Return every one of the entries below verbatim, leaving each line unchanged.

=== EXERCISE MATERIALS ===

— Start —

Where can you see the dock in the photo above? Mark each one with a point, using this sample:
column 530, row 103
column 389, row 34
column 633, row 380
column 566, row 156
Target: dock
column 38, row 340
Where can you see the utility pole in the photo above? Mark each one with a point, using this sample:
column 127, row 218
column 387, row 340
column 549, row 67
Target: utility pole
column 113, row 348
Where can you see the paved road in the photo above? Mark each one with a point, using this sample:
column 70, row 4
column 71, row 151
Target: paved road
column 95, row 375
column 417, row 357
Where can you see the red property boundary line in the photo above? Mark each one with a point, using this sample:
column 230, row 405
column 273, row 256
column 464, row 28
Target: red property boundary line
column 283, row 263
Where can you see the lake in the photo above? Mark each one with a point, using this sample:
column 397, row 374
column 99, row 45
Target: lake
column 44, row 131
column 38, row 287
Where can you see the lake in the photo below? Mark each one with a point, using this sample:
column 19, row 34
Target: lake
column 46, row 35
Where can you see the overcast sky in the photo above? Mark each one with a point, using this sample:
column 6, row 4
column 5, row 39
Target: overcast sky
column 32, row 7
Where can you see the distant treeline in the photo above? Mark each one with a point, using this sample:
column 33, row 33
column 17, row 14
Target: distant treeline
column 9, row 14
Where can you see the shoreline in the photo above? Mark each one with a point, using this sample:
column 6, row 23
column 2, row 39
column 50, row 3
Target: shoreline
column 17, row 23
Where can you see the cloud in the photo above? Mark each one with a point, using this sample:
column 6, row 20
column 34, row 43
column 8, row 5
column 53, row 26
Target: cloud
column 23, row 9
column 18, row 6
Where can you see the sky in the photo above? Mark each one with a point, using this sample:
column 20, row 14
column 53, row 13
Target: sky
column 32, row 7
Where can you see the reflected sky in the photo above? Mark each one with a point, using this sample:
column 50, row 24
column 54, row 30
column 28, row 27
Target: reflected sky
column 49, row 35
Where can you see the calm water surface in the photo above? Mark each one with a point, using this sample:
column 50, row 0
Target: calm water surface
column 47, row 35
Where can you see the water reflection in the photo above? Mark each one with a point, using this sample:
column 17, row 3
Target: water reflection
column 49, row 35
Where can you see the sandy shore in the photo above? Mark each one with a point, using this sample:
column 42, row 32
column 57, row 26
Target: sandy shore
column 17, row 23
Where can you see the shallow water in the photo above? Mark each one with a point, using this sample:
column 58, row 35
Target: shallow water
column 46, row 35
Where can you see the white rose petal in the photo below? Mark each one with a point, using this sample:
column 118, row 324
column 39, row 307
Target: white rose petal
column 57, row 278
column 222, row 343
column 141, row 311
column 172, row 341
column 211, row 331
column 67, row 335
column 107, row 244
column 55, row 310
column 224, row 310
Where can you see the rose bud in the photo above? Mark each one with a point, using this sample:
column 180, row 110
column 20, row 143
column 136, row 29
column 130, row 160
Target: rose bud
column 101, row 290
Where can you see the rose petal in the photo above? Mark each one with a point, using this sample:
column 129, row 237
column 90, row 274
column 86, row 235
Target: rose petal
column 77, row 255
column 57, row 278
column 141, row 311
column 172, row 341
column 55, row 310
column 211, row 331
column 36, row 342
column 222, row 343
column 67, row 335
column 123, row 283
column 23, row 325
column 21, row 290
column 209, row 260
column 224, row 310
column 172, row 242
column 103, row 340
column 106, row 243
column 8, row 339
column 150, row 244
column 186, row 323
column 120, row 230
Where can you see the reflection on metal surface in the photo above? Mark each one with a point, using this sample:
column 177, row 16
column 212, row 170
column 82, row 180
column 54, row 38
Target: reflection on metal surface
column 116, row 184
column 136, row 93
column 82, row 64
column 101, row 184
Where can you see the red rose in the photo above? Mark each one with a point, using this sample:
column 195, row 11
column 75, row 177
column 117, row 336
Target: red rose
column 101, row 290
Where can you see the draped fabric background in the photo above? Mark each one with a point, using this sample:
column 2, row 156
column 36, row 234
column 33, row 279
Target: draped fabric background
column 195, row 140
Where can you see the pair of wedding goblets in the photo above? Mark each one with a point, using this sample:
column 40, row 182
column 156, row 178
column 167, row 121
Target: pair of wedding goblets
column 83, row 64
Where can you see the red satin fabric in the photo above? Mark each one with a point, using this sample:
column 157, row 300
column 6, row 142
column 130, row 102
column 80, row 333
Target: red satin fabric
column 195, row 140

— End —

=== CORRECT RESPONSE ===
Where can you see the dock in the photo above? Mark each one with a point, using this sample:
column 530, row 103
column 389, row 34
column 633, row 380
column 566, row 156
Target: dock
column 38, row 340
Where can you see the utility pole in the photo above? Mark each one with a point, using this sample:
column 127, row 218
column 387, row 340
column 549, row 67
Target: utility pole
column 113, row 348
Where can you see the paved road in the photo above? Mark each one with a point, using this sample:
column 70, row 4
column 71, row 151
Target: paved road
column 95, row 375
column 417, row 357
Where can you see the red property boundary line in the photo above? Mark each one with a point, using this sample:
column 230, row 405
column 273, row 256
column 464, row 28
Target: red property boundary line
column 283, row 263
Where can you see the lake in the photo above? Mark each one with a point, using this sample:
column 397, row 374
column 99, row 45
Target: lake
column 44, row 131
column 38, row 287
Where can you see the lake in the photo below? Mark each one with a point, using this sample:
column 19, row 34
Target: lake
column 46, row 35
Where can you see the overcast sky in the photo above? Mark each one with a point, using this sample:
column 6, row 4
column 5, row 39
Target: overcast sky
column 32, row 7
Where can you see the distant treeline in the photo above? Mark each one with a point, using this sample:
column 33, row 33
column 17, row 14
Target: distant treeline
column 9, row 14
Where can you see the shoreline in the photo above? Mark each one with a point, using this sample:
column 6, row 23
column 2, row 39
column 50, row 3
Target: shoreline
column 17, row 23
Where can you see the cloud in the photo above? Mark each one with a point, using this sample:
column 6, row 20
column 34, row 43
column 8, row 5
column 53, row 26
Target: cloud
column 23, row 9
column 18, row 6
Where can you see the sky in the photo above? Mark each one with a point, using this sample:
column 20, row 14
column 53, row 13
Target: sky
column 32, row 7
Where can you see the reflected sky in the photo above? Mark each one with a point, using this sample:
column 50, row 24
column 54, row 30
column 28, row 27
Target: reflected sky
column 49, row 35
Where can you see the calm water surface in the photo above? Mark each one with a point, using this sample:
column 50, row 0
Target: calm water surface
column 47, row 35
Where can you see the water reflection in the photo above? Mark each one with a point, using this sample:
column 17, row 3
Target: water reflection
column 49, row 35
Where can you see the sandy shore in the photo above? Mark each one with a point, using this sample:
column 42, row 32
column 57, row 26
Target: sandy shore
column 17, row 23
Where can you see the shallow water in the photo above? Mark each one with a point, using this sample:
column 58, row 35
Target: shallow water
column 46, row 35
Where can you see the white rose petal in the photo below? Mark each one with a point, using this sample:
column 118, row 324
column 39, row 307
Target: white rose petal
column 57, row 278
column 222, row 343
column 141, row 311
column 172, row 341
column 211, row 331
column 67, row 335
column 107, row 244
column 55, row 310
column 224, row 310
Where can you see the rose bud in the photo above? Mark each one with a point, using this sample:
column 180, row 110
column 20, row 143
column 136, row 29
column 130, row 160
Target: rose bud
column 101, row 290
Where can you see the rose petal in the photo above? Mark each one with a point, using this sample:
column 129, row 237
column 90, row 274
column 86, row 235
Target: rose petal
column 77, row 255
column 57, row 278
column 141, row 311
column 172, row 341
column 55, row 310
column 211, row 331
column 36, row 342
column 222, row 343
column 67, row 335
column 123, row 283
column 23, row 325
column 21, row 290
column 209, row 260
column 224, row 310
column 172, row 242
column 103, row 340
column 106, row 243
column 8, row 339
column 150, row 244
column 186, row 323
column 120, row 230
Where can you see the reflection on metal surface in the photo above? Mark each one with a point, using this sample:
column 177, row 16
column 212, row 170
column 82, row 180
column 54, row 38
Target: reflection on metal surface
column 116, row 184
column 136, row 93
column 82, row 64
column 101, row 184
Where can you see the red rose in the photo above? Mark each one with a point, using this sample:
column 195, row 11
column 75, row 177
column 117, row 336
Target: red rose
column 101, row 290
Where can you see the draped fabric background in the photo above? Mark each one with a point, using this sample:
column 2, row 156
column 36, row 234
column 33, row 279
Target: draped fabric background
column 195, row 140
Where can you see the pair of wedding goblets in the photo above? Mark each one with a point, using this sample:
column 40, row 182
column 156, row 178
column 167, row 121
Target: pair of wedding goblets
column 83, row 64
Where can you see the red satin fabric in the photo above? Mark each one with a point, using this sample:
column 157, row 300
column 6, row 142
column 130, row 102
column 80, row 333
Target: red satin fabric
column 195, row 140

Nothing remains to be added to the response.